§ **Given request**
In the data, copy everything from the line containing "the cat's ear" down to and including the line containing "[0,6,223,227]", swapping each "analyst" for "reviewer" and leaving all else unchanged. Return only those lines.

§ **Source data**
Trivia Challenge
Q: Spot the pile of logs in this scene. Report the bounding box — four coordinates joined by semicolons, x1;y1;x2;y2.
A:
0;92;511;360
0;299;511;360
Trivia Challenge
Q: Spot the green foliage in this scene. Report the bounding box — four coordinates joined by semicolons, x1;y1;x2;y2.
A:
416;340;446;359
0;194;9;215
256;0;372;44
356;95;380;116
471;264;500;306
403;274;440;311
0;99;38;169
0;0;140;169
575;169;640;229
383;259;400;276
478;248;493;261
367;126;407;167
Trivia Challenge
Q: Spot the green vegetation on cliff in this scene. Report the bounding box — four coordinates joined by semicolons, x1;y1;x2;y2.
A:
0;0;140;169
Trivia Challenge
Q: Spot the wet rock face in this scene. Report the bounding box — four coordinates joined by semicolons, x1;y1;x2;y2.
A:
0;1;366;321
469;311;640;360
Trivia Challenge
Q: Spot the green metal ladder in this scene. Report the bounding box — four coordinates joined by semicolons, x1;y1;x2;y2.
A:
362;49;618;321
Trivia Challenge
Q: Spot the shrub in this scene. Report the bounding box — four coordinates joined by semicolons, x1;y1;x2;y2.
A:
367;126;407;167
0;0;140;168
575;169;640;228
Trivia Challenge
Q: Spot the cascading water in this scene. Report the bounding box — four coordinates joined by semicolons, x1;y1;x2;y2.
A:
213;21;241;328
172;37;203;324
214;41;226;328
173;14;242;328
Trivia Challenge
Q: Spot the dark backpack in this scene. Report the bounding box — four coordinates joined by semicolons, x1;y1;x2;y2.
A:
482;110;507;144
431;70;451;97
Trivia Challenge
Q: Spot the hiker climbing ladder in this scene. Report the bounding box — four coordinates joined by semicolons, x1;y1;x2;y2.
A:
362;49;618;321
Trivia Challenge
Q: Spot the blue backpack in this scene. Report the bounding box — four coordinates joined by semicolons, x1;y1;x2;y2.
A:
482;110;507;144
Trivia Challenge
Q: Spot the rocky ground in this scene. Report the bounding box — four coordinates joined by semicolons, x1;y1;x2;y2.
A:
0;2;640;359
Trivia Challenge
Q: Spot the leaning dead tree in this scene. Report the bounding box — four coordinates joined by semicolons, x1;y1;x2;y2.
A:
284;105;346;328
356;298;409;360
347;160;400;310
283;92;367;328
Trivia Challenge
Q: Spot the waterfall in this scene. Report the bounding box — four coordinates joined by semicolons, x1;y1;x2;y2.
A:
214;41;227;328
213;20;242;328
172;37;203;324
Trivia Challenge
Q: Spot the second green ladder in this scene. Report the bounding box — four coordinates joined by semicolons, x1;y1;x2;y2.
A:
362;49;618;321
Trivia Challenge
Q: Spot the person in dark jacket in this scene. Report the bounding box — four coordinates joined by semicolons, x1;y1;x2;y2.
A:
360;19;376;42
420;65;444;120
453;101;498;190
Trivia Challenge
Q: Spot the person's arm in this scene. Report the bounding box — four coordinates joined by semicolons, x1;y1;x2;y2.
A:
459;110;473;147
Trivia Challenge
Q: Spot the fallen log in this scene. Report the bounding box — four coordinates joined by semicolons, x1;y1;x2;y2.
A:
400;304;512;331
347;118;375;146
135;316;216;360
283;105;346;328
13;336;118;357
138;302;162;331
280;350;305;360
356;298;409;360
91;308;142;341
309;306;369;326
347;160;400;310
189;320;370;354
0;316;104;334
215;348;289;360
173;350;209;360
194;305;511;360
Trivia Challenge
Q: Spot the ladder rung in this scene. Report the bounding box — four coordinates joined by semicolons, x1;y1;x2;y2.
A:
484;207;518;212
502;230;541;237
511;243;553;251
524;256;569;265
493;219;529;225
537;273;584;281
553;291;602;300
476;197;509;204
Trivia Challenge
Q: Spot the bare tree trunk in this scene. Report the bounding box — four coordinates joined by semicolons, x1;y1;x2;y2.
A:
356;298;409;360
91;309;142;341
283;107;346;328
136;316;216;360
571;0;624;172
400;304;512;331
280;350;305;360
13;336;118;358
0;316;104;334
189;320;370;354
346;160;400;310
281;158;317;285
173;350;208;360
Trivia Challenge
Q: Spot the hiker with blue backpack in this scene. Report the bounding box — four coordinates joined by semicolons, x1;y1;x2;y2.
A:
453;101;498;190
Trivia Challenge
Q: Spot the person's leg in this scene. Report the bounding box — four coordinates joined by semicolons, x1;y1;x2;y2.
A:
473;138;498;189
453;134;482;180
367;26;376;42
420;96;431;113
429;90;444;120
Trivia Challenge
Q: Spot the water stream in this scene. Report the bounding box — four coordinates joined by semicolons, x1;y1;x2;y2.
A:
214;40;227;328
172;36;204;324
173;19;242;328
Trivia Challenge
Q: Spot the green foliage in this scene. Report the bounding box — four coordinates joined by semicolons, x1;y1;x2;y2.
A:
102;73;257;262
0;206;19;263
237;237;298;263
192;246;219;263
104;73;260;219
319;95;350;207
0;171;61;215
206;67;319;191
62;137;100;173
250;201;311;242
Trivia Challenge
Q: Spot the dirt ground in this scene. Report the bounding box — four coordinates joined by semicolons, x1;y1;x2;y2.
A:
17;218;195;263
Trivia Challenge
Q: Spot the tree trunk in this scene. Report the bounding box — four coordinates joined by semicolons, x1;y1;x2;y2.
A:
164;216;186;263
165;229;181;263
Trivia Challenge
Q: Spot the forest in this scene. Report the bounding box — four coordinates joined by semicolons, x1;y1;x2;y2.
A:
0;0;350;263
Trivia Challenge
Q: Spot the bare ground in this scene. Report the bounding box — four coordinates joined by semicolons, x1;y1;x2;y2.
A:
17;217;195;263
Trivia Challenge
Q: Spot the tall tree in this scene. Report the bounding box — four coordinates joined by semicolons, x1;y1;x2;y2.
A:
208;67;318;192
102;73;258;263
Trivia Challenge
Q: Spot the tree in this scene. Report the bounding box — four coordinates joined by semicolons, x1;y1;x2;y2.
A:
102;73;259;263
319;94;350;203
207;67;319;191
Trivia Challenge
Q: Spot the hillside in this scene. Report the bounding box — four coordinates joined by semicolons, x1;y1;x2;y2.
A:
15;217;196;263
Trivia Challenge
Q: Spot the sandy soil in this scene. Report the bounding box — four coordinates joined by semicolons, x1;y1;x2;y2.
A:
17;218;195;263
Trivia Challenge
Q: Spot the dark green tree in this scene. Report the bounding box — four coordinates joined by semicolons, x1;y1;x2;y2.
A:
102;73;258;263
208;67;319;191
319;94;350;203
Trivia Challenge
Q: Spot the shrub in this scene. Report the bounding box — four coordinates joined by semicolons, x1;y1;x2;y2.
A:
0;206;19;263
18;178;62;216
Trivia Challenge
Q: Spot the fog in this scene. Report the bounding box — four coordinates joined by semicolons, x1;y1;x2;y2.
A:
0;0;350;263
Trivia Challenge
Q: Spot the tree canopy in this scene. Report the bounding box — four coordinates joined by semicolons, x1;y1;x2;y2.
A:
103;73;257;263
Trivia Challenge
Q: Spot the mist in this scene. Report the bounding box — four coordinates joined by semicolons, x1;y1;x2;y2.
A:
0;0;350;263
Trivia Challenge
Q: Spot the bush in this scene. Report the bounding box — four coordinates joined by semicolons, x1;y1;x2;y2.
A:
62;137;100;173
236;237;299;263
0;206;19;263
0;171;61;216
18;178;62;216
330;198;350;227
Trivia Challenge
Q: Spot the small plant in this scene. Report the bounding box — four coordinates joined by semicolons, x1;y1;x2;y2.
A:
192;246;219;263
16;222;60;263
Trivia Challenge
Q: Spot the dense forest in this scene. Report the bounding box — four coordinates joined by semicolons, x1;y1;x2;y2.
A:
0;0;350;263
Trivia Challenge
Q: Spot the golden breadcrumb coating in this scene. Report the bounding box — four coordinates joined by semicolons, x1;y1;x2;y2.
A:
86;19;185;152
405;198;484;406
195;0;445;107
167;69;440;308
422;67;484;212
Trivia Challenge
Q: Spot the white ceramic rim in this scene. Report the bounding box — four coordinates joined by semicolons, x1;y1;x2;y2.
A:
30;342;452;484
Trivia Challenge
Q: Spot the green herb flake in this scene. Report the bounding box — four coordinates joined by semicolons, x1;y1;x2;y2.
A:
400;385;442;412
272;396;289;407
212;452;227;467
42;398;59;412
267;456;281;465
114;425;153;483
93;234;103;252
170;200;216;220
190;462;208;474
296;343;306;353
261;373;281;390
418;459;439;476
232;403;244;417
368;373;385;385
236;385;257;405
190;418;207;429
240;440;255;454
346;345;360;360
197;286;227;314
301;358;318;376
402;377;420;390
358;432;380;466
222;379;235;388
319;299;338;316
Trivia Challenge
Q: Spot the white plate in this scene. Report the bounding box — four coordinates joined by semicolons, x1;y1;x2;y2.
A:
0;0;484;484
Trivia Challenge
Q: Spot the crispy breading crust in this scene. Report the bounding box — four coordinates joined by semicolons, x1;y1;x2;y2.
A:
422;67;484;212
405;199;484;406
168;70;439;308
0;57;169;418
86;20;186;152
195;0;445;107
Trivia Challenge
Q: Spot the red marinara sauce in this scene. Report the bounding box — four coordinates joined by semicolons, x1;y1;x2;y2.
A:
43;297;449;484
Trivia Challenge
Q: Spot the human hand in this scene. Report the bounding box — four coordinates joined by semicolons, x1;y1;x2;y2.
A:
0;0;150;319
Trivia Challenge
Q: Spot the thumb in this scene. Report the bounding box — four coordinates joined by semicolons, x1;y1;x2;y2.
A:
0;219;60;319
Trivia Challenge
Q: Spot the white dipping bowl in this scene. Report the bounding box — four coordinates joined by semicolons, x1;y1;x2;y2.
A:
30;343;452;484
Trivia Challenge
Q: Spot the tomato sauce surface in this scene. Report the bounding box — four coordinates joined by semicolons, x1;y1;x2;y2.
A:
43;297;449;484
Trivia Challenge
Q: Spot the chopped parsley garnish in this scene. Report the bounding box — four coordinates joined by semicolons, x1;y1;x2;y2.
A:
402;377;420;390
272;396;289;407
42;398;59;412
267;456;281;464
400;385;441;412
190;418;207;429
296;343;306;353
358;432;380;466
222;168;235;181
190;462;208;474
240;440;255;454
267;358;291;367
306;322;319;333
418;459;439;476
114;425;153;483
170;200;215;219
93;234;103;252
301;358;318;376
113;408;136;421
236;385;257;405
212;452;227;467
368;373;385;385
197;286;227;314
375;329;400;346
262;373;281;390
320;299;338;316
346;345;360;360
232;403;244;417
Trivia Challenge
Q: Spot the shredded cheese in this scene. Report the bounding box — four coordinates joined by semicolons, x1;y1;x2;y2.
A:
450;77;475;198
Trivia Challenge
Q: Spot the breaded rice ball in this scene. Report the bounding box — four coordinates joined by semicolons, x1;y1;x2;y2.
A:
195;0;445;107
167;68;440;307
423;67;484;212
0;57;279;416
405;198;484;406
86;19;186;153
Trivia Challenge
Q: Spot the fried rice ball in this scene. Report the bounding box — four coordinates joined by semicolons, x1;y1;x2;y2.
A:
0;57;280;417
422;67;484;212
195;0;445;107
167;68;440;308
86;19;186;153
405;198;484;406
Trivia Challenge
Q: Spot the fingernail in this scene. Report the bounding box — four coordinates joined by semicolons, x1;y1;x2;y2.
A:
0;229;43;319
* * *
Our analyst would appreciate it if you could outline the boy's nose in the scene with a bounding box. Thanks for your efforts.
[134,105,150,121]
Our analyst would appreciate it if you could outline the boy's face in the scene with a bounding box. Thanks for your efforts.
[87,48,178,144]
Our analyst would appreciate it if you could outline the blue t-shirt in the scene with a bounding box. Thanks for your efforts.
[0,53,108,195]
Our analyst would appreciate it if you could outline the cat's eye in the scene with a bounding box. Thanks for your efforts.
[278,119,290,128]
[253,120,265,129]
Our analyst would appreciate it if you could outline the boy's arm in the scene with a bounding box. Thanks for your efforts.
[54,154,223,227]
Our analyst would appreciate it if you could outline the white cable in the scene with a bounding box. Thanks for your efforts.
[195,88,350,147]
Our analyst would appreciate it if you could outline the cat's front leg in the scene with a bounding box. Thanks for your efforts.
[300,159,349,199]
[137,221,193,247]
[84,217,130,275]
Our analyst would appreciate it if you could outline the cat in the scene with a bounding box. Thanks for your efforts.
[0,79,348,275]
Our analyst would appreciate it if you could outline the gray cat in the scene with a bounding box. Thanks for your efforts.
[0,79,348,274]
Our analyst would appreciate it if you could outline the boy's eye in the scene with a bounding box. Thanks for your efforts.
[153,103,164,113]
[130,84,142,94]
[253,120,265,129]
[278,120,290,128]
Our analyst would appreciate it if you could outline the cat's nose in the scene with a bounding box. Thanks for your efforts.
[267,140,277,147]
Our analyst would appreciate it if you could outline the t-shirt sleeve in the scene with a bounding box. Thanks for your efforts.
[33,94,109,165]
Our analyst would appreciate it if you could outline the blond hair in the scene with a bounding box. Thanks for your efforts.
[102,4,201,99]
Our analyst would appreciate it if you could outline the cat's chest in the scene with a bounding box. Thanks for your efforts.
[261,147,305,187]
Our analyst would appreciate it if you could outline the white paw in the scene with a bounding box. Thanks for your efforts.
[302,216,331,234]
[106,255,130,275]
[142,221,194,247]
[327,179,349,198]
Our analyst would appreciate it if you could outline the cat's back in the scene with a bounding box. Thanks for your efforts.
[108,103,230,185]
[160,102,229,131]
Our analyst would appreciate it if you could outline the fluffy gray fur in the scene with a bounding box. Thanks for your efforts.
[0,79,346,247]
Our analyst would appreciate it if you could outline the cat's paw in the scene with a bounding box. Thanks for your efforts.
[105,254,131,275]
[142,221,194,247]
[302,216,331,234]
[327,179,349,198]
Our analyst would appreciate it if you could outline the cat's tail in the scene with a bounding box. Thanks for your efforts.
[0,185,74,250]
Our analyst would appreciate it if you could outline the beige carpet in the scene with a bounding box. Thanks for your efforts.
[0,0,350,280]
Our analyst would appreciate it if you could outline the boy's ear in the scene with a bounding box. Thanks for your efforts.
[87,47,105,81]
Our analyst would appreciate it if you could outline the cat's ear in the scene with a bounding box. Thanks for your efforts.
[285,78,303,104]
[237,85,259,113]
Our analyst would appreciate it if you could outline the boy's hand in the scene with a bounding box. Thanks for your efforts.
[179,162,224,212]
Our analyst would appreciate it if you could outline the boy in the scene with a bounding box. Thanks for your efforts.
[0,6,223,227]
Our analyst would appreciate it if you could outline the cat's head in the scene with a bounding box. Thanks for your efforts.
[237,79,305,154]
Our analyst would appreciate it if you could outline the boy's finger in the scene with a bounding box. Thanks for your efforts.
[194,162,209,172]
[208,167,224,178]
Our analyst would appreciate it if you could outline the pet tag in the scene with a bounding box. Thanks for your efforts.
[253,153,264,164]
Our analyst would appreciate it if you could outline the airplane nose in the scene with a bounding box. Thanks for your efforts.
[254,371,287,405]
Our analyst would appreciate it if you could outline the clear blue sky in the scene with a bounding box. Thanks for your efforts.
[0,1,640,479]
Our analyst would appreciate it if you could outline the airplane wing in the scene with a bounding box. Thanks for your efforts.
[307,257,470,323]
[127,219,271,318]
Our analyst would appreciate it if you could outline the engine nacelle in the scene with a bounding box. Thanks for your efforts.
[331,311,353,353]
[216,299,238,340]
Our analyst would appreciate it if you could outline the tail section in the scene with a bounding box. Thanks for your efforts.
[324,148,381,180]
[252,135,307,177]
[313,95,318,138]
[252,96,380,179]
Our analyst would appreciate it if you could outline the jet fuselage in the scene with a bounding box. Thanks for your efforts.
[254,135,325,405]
...
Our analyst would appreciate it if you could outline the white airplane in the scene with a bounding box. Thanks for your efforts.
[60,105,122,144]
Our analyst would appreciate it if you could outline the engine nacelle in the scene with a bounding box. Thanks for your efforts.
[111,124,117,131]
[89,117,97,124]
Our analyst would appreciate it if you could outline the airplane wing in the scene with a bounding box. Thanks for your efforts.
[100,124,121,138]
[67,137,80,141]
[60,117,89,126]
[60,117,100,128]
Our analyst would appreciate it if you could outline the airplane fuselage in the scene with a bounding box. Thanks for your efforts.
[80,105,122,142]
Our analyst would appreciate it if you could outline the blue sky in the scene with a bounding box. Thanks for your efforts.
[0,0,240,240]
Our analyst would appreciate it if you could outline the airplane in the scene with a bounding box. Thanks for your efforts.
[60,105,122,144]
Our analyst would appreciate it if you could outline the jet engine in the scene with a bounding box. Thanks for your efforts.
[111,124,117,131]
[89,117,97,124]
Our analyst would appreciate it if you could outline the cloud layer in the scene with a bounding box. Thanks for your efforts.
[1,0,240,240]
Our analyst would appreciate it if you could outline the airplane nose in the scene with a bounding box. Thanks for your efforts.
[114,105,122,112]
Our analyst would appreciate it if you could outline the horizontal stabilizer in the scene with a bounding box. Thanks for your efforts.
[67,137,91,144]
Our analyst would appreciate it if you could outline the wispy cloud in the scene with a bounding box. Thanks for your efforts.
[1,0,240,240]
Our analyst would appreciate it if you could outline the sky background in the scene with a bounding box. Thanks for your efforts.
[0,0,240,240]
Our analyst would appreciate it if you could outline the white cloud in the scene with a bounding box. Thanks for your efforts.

§ **In response**
Our reviewer would appreciate it if you could outline the cat's ear in the scene with a bounding box. Thanks for your efforts.
[285,78,303,104]
[237,85,259,113]
Our reviewer would appreciate it if you could outline the boy's hand in the scene with a bounding box. Thanks for your efforts.
[179,162,224,212]
Our reviewer would appreciate it if you could outline the boy in the scene with a bounding box. Thanks for your efforts.
[0,6,223,227]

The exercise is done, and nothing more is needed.